### Given passage
# # # # # # #

195

I just installed Node.js on my Ubuntu 14.04 operating system for the first time. I also installed npm. The next step in my installation process was installing nodemon. This all worked out fine.


But, when I run nodemon by typing nodemon app.js in my command line, I get the following error...

[nodemon] 1.8.1 [nodemon] to restart at any time, enterrs [nodemon] watching: *.* [nodemon] startingnode app.js [nodemon] Internal watch failed: watch ENOSPC

In the command line below the error...

alopex@Alopex:~/Desktop/coding_dojo/week-9/javascript/node/testing_node$ Hello World

Why is this happening? Is this normal behavior for nodemon? If not, how can I fix it?


Side notes...

1) app.js is a Javascript file with console.log(111) inside of it.
2) node version is v0.10.25
3) npm version is 1.3.10
4) nodemon version is 1.8.1
5) ubuntu version is...

Distributor ID: Ubuntu
Description:    Ubuntu 14.04.3 LTS
Release:    14.04
Codename:   trusty
1

11 Answers 11

583

It appears that my max ports weren't configured correctly. Here is the fix.

echo fs.inotify.max_user_watches=582222 | sudo tee -a /etc/sysctl.conf && sudo sysctl -p

What this command does is to increase the number of watches allowed for a single user. By the default the number can be low (8192 for example). When nodemon tries to watch large numbers of directories for changes it has to create several watches, which can surpass that limit.

More explanation of how it solves the problem:
echo fs.inotify.max_user_watches=524288 it increase the number of watches of nodemon as you made some changes in your project and
sudo tee -a /etc/sysctl.conf && sudo sysctl -p is sysctl command for configure kernel parameters at runtime.

# # # # # # #

### Supplied data
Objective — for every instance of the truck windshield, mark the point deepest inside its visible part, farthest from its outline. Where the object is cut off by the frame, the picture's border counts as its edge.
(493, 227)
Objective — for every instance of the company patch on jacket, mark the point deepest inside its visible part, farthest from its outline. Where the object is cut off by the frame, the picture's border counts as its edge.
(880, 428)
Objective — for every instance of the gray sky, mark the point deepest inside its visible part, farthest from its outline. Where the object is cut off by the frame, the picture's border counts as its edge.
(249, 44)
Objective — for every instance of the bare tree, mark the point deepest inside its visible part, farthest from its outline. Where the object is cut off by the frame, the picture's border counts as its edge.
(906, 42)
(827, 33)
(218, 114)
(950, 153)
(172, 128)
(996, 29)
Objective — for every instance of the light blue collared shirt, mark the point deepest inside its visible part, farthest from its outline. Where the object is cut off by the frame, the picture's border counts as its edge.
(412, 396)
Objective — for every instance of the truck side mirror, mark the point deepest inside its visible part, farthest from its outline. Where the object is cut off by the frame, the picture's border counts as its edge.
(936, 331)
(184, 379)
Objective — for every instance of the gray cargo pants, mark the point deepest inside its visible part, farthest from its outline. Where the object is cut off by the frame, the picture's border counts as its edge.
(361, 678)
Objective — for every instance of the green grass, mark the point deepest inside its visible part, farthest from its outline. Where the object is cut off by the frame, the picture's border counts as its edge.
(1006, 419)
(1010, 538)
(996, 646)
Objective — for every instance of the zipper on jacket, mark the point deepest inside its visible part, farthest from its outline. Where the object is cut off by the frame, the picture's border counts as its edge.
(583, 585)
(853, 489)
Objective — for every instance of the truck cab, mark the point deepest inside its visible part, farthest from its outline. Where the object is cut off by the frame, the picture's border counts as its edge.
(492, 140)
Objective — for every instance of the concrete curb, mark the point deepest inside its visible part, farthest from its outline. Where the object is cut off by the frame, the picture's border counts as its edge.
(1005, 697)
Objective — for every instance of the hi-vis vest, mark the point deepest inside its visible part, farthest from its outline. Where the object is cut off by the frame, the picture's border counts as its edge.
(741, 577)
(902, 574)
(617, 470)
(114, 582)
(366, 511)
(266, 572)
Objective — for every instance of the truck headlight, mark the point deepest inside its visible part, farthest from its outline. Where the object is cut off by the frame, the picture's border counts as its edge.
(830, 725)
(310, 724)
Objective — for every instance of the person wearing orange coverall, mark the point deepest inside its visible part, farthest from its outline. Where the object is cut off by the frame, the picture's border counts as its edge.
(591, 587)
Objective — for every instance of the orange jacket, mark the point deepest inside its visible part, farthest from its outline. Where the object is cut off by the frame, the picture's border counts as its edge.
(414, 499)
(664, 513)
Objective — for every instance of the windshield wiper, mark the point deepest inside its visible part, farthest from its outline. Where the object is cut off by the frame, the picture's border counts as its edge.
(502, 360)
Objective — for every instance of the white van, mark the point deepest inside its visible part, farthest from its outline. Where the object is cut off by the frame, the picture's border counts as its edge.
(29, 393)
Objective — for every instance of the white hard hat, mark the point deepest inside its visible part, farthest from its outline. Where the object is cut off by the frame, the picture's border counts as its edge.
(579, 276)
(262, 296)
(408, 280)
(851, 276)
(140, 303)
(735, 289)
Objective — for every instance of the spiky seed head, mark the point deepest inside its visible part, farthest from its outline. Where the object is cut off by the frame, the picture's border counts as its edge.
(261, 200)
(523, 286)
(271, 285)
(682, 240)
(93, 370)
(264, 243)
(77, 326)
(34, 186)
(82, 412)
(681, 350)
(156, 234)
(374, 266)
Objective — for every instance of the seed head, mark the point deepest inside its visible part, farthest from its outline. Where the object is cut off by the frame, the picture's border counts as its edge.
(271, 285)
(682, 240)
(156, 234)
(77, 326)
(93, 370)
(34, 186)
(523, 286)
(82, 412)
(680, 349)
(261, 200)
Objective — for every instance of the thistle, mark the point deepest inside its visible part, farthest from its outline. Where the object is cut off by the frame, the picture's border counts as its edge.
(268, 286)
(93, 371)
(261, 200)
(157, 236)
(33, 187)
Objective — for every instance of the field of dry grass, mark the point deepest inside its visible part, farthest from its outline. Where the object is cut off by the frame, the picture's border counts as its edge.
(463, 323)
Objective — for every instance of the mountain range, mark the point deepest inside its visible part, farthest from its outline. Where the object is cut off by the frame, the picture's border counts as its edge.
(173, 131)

# # # # # # #

### Direction 1
Copy out the nodemon question and its answer above in full, with every word unchanged.
### Direction 2
Rewrite the records from the line with "Objective — for every instance of the zipper" through the line with "(1005, 697)", renaming "concrete curb" to "stone curb" and keeping all else as it is. Give only those lines.

### Complete response 1
195

I just installed Node.js on my Ubuntu 14.04 operating system for the first time. I also installed npm. The next step in my installation process was installing nodemon. This all worked out fine.


But, when I run nodemon by typing nodemon app.js in my command line, I get the following error...

[nodemon] 1.8.1 [nodemon] to restart at any time, enterrs [nodemon] watching: *.* [nodemon] startingnode app.js [nodemon] Internal watch failed: watch ENOSPC

In the command line below the error...

alopex@Alopex:~/Desktop/coding_dojo/week-9/javascript/node/testing_node$ Hello World

Why is this happening? Is this normal behavior for nodemon? If not, how can I fix it?


Side notes...

1) app.js is a Javascript file with console.log(111) inside of it.
2) node version is v0.10.25
3) npm version is 1.3.10
4) nodemon version is 1.8.1
5) ubuntu version is...

Distributor ID: Ubuntu
Description:    Ubuntu 14.04.3 LTS
Release:    14.04
Codename:   trusty
1

11 Answers 11

583

It appears that my max ports weren't configured correctly. Here is the fix.

echo fs.inotify.max_user_watches=582222 | sudo tee -a /etc/sysctl.conf && sudo sysctl -p

What this command does is to increase the number of watches allowed for a single user. By the default the number can be low (8192 for example). When nodemon tries to watch large numbers of directories for changes it has to create several watches, which can surpass that limit.

More explanation of how it solves the problem:
echo fs.inotify.max_user_watches=524288 it increase the number of watches of nodemon as you made some changes in your project and
sudo tee -a /etc/sysctl.conf && sudo sysctl -p is sysctl command for configure kernel parameters at runtime.

### Complete response 2
Objective — for every instance of the zipper on jacket, mark the point deepest inside its visible part, farthest from its outline. Where the object is cut off by the frame, the picture's border counts as its edge.
(583, 585)
(853, 489)
Objective — for every instance of the truck cab, mark the point deepest inside its visible part, farthest from its outline. Where the object is cut off by the frame, the picture's border counts as its edge.
(492, 140)
Objective — for every instance of the stone curb, mark the point deepest inside its visible part, farthest from its outline. Where the object is cut off by the frame, the picture's border counts as its edge.
(1005, 697)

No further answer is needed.